What you have to do:
All lines in the material with the string "each" should be listed.

Data for this exercise:
···
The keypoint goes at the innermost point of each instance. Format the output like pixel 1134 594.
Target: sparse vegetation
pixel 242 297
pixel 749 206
···
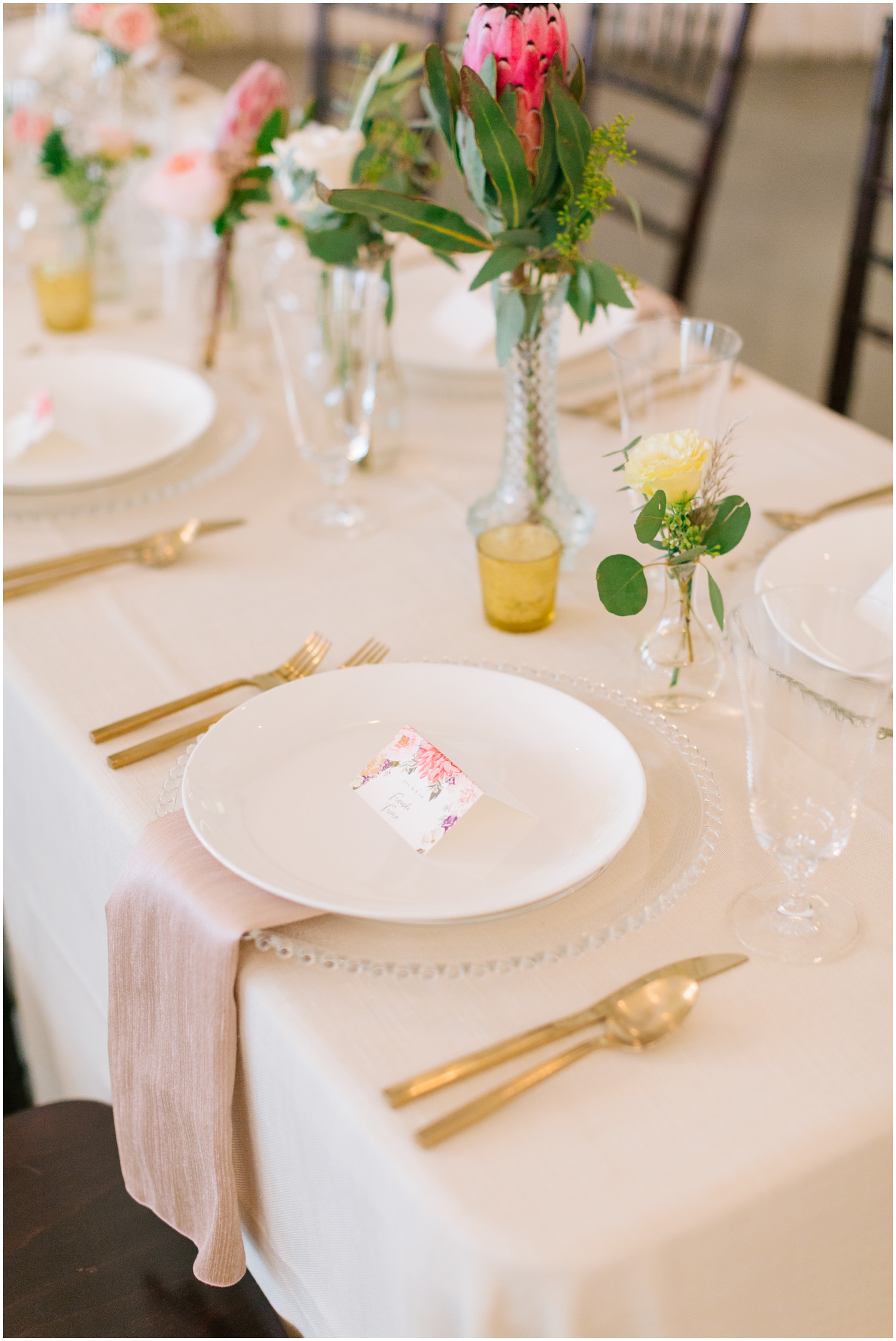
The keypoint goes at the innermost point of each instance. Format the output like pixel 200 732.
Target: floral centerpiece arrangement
···
Task result:
The keypoint goes at the innermost point of each instance. Format the output like pixel 1134 594.
The keypoint goes at the innermost point of each instance. Format the output like pixel 200 732.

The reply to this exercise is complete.